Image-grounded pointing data
_ _ _ _
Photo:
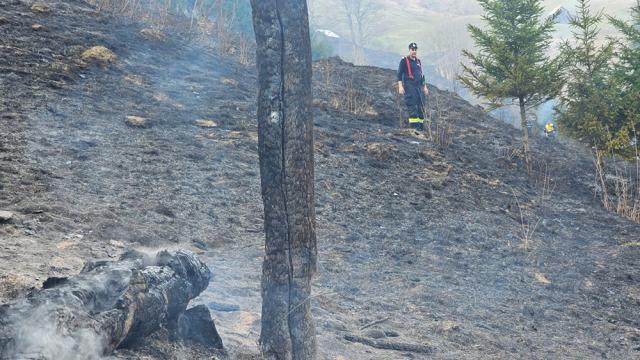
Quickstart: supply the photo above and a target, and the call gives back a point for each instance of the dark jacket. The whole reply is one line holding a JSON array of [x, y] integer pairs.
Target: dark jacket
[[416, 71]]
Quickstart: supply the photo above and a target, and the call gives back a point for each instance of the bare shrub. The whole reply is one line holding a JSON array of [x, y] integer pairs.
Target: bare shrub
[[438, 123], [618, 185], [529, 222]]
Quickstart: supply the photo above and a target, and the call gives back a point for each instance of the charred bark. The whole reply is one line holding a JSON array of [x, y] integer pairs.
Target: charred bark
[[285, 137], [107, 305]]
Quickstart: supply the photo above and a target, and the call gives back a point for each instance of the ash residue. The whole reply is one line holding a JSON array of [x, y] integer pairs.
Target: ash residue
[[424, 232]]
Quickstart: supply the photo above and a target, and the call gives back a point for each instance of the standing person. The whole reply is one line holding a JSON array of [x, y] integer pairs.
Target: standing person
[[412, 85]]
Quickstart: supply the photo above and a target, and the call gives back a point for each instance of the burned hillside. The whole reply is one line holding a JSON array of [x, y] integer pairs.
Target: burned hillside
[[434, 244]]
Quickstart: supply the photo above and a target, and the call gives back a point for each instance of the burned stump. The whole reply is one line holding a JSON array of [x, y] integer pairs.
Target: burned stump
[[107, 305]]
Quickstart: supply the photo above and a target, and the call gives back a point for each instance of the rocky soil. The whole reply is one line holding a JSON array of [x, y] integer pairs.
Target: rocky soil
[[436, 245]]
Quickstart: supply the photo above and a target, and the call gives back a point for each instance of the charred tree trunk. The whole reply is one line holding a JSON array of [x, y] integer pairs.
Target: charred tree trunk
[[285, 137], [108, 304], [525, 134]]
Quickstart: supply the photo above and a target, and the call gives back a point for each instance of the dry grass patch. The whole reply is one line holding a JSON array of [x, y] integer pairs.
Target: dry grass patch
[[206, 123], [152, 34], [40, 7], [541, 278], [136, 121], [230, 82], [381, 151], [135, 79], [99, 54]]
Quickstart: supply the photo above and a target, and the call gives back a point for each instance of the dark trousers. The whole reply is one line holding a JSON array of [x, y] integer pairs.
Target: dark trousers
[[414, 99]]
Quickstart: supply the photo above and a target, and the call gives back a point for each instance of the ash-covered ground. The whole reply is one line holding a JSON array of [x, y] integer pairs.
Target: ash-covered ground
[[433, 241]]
_ _ _ _
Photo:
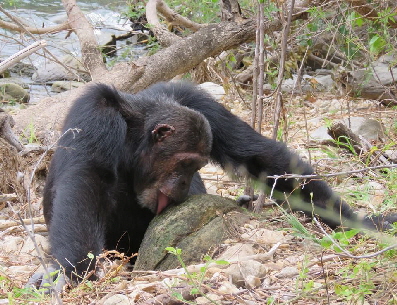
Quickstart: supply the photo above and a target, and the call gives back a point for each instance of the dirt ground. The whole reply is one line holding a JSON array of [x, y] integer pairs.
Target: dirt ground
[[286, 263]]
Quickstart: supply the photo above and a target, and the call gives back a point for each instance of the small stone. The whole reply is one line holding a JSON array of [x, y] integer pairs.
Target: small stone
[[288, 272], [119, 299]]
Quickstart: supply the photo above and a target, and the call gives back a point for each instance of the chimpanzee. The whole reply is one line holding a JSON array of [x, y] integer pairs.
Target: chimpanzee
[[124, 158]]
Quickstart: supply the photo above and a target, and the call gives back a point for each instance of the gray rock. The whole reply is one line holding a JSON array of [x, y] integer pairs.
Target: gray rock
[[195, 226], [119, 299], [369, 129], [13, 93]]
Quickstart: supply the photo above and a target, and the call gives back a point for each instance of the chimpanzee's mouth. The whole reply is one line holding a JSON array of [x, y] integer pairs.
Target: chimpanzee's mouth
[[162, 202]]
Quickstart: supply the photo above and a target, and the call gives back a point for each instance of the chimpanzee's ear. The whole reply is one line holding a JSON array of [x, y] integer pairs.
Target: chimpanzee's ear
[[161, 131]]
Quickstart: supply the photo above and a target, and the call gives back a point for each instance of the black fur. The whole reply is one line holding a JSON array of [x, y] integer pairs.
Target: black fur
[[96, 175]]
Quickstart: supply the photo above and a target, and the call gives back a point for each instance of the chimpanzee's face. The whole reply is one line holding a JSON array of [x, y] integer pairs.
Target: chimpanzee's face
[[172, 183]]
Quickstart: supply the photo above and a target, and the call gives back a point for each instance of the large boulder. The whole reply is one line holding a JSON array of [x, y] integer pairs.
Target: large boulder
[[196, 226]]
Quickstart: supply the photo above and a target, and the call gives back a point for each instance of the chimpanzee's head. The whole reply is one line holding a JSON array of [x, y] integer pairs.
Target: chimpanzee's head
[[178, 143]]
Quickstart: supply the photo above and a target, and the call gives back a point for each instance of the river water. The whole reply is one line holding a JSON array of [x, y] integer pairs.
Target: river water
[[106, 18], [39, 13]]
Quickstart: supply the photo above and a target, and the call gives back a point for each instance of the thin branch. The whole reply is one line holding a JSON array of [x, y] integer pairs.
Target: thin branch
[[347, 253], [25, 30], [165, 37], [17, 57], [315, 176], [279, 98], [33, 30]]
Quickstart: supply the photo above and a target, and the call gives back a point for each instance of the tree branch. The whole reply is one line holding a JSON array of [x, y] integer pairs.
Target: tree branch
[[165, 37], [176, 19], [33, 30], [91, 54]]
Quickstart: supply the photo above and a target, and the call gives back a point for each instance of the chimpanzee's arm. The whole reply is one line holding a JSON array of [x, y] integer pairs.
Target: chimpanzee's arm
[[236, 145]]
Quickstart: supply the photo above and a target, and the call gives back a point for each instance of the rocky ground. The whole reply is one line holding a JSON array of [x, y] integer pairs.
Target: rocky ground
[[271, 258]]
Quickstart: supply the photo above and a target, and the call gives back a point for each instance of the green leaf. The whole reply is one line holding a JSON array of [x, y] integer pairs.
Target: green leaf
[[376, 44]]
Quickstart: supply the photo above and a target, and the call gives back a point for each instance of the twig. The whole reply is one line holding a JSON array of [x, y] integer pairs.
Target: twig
_ _ _ _
Goal of the exercise
Each line in the entries above, starting at the line with "of the river" and ending at the line with "of the thin", is to be printed exactly, and only those lines.

Response
Quickstart: supply the photo above and a target, and the call gives back a point for each instance of the river water. The whole reply is one line holding a JSON array of [x, y] integer pairs.
Target: river water
[[106, 18], [39, 13]]
Quickstart: supply the photo above and a target, and the call gives back a point for each instance of the thin branch. The whole reply is one line holding a JSON array of [x, y] integer pairs.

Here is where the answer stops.